*Задание*: Продолжите приведённый ниже текст о сословной поземельной собственности в русском праве XVIII – первой половины XIX века, начав сразу после его последнего предложения.

Ключевой чертой русского права XVIII – 1-й половины XIX в. был сословный характер, наиболее ярко проявляясь именно в регулировании права поземельной собственности и различных категорий земельных владений. В это время осуществляется законодательная фиксация сословного характера собственности и в то же время происходит внутреннее, сущностное разрушение сословности – сначала смысла сословной собственности, а затем и соответствующих юридических конструкций. Здесь ярко демонстрируется старый тезис, согласно которому прямое и точное выражение общественных отношений в праве наступает тогда, когда сам соответствующий общественный феномен уже подходит к своему отмиранию. Ближайшей аналогией является гегелевская метафора: «сова Минервы начинает свой полет лишь с наступлением сумерек» 16) - т. е. только тогда, когда существую отношения улеглись, обрели свой твердый вид, оказались осмыслены – только тогда возникает возможность отчетливой их юридической фиксации. Но когда явление приобретает свою застывшую, законченную форму – это же означает, что оно перестало развиваться, перестало жить, а стало быть, на очередь приходит разрушение, отмирание. Как в истории западноевропейского права доктринальное осмысление и создание общей конструкции феодальной собственности приходится на деятельность французских юристов XVI века – т. е. на то время, когда феодальные отношения уже активно замещались новым типом буржуазной, капиталистической формации 17), так и в русском праве последовательная законодательная фиксация сословного права собственности осуществляется в Своде Законов 1832 года – тогда, когда уже не только в жизни, но и в самом законодательстве уже существовал целый комплекс актов, разрушавших основу сословности.

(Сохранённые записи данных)

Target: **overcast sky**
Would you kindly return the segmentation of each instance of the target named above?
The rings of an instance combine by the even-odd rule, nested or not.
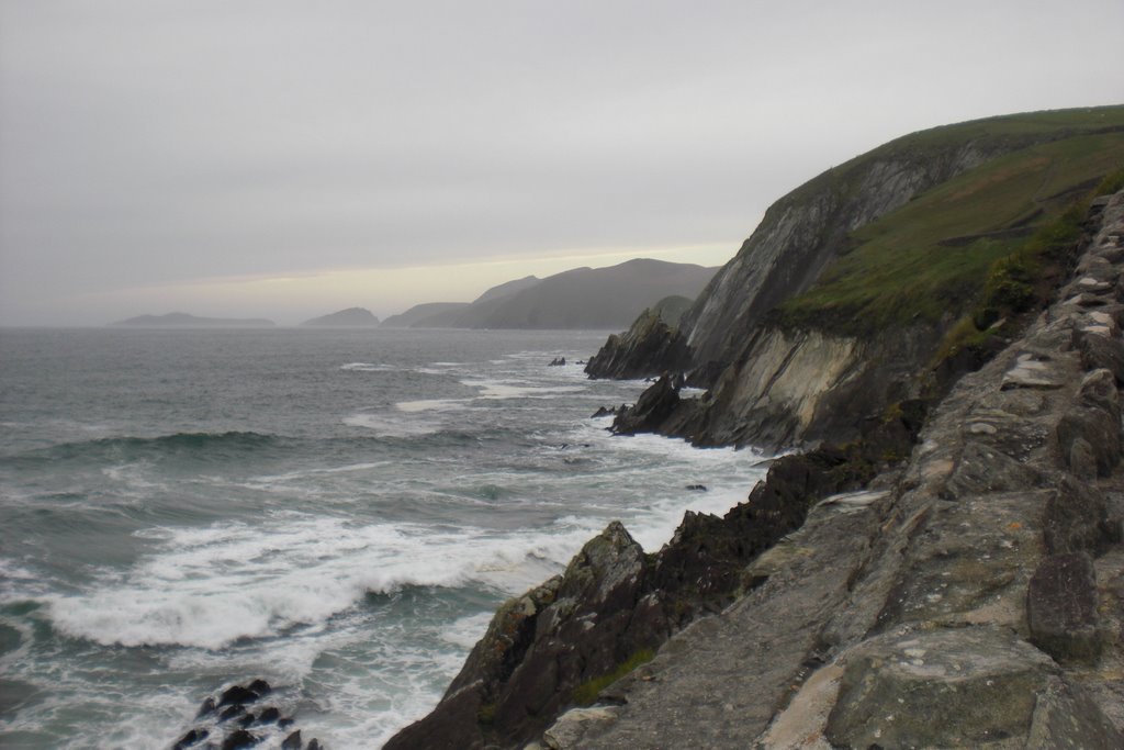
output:
[[[1122,0],[0,0],[0,325],[717,265],[892,137],[1124,102],[1122,29]]]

*Письменный ответ*:
Сословия – юридический институт – оказались гораздо живучее отношений, породивших таковую форму фиксации. Юридически отмененные только декретом от 11 ноября 1917 года 18), они по большей части перестали существовать как реальный, действительный фактор социальной жизни гораздо ранее – еще в эпоху «великих реформ». Из сказанного есть чрезвычайно важное исключение – крестьянство оставалось отъединенным из единой системы гражданского права, сохраняло сословную юридическую замкнутость правового статуса de facto еще и после декретированной отмены сословий – особый статус крестьянства и крестьянского землевладения пронизывал первые земельные декреты Советской власти и даже Земельный кодекс 1922 года. Однако прочая «сословная масса» - дворянства, купечества, мещанства – к 60-м – 70-м годам обрела единый гражданско-правовой статус, оказалась в своем положении урегулирована однородными нормами, где сословные положения уже не разрывали как ранее единую ткань институтов, не создавали «множество прав собственности» взамен привычного нам единого права собственности, но оказывались только частными изъятиями – lex specialis – действующими в едином пространстве права.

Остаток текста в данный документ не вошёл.